Return every line in the items below that contains the string "dark".

A block of data
■ ■ ■ ■ ■ ■ ■

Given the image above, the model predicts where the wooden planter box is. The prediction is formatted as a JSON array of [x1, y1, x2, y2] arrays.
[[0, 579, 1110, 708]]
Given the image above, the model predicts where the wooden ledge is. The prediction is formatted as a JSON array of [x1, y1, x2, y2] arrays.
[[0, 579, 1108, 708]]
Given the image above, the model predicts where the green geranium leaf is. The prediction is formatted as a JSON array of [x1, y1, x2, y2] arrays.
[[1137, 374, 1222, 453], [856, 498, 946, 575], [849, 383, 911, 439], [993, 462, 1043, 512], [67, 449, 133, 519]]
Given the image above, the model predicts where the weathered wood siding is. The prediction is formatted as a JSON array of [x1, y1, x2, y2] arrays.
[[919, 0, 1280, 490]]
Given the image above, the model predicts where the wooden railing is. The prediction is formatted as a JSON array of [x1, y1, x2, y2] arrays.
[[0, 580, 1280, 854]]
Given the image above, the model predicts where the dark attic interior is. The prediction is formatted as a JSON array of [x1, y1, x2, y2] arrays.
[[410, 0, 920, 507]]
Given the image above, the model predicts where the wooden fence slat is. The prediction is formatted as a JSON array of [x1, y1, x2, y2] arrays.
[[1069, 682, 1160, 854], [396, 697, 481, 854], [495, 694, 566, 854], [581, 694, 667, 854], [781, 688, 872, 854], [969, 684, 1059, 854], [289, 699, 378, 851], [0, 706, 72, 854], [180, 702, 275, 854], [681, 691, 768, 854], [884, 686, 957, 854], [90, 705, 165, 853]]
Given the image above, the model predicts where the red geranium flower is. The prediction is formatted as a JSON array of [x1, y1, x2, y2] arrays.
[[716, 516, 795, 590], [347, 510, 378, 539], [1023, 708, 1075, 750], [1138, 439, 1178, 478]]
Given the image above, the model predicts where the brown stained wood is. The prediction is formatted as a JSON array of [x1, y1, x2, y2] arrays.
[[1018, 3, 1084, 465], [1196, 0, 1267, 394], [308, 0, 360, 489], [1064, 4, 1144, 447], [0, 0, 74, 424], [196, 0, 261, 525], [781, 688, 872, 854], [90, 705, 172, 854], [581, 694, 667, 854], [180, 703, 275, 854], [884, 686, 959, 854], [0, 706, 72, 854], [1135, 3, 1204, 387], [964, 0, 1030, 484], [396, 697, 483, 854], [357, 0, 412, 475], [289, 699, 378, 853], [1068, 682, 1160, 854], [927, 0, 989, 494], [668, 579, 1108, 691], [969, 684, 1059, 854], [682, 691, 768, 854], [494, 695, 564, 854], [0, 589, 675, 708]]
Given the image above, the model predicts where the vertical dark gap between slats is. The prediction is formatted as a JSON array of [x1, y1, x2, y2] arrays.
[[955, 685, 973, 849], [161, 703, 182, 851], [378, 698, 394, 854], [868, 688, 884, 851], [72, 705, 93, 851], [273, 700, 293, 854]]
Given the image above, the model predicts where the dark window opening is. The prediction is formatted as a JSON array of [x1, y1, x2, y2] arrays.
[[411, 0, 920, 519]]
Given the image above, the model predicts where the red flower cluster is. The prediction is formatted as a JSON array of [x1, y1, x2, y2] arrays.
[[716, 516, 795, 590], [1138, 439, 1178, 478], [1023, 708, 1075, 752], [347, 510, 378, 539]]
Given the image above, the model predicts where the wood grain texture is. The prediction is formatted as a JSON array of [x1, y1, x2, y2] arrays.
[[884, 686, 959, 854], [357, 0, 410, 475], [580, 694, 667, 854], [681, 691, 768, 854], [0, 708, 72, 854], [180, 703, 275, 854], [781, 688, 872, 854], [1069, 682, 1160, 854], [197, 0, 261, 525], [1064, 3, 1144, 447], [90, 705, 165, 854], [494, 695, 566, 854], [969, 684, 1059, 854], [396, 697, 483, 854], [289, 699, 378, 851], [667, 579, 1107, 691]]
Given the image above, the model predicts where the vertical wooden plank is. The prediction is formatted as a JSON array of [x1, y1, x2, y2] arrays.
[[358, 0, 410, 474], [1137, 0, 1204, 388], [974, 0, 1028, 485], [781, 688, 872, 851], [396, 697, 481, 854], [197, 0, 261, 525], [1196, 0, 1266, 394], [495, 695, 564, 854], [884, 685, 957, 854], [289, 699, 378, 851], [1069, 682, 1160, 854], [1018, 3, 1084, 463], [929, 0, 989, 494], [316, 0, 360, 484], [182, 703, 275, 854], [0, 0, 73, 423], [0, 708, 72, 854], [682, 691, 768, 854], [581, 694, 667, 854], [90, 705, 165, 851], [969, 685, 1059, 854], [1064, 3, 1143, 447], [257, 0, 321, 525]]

■ ■ ■ ■ ■ ■ ■

__RESULT OF THE TASK__:
Given the image above, the model predicts where the dark attic interior is. The prediction is formatted as a JSON array of [x1, y1, x2, y2] arrays.
Given the image above, the model predicts where the vertical dark gap between slats is. The prediction is formatted as a JSON array of [x1, y1, x2, y2] arrays.
Given the image above, the model predicts where the dark window opening is. The prediction is formatted as a JSON array of [x1, y1, x2, y2] arrays.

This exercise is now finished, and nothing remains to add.